(EXTRACTED MATERIAL):
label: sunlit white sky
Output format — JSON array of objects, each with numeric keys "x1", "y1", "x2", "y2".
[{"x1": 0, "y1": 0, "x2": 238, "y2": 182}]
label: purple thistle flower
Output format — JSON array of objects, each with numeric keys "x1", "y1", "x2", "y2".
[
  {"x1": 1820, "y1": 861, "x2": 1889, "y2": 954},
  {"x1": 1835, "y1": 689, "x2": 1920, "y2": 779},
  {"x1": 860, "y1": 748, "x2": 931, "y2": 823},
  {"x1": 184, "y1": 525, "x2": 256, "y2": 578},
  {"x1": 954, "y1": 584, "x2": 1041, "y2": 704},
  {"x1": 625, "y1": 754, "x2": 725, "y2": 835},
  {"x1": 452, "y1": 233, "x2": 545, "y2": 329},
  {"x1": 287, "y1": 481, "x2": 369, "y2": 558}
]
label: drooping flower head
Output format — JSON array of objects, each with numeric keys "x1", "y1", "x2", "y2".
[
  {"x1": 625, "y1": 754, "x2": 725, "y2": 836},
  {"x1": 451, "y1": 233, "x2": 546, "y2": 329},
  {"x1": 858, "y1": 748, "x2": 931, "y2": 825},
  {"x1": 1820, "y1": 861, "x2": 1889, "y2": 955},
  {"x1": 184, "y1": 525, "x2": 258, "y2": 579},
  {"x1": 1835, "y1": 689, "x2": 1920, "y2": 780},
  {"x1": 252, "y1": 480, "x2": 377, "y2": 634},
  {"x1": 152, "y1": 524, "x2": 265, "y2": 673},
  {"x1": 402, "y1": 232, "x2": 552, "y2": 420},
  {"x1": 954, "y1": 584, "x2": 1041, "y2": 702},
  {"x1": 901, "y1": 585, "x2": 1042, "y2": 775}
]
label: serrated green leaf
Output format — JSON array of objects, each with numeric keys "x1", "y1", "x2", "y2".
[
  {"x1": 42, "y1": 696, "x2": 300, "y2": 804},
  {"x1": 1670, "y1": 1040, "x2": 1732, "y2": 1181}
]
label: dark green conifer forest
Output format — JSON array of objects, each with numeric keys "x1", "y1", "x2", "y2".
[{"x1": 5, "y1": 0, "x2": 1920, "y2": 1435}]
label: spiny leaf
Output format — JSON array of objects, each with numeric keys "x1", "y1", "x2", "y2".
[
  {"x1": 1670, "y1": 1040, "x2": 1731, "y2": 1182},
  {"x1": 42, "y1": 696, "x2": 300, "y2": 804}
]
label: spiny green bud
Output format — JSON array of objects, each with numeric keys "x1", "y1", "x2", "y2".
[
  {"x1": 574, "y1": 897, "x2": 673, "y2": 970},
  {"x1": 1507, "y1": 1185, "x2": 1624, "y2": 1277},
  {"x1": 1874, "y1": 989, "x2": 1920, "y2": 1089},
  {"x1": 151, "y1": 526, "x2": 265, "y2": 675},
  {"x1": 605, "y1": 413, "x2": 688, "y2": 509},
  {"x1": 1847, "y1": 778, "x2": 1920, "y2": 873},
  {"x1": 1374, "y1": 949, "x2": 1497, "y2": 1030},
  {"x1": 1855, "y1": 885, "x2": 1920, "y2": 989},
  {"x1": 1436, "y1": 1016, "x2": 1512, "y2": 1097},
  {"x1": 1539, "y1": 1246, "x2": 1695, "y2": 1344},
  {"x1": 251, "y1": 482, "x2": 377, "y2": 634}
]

(TRY IT): The response must consist of the lines above, from the first one through the line containing "label: drooping flower head", reproduced exactly.

(SOLUTION BELOW):
label: sunlit white sky
Output format — JSON array of objects, each with numeric keys "x1", "y1", "x2", "y2".
[{"x1": 0, "y1": 0, "x2": 238, "y2": 182}]
label: purple thistle flower
Output format — JSON array of objects, each with numeric keys "x1", "y1", "x2", "y2".
[
  {"x1": 1820, "y1": 861, "x2": 1889, "y2": 954},
  {"x1": 1835, "y1": 689, "x2": 1920, "y2": 779},
  {"x1": 860, "y1": 748, "x2": 931, "y2": 823},
  {"x1": 184, "y1": 525, "x2": 256, "y2": 578},
  {"x1": 954, "y1": 584, "x2": 1041, "y2": 704},
  {"x1": 625, "y1": 754, "x2": 725, "y2": 835},
  {"x1": 452, "y1": 233, "x2": 545, "y2": 329},
  {"x1": 287, "y1": 481, "x2": 369, "y2": 558}
]
label: drooping flower head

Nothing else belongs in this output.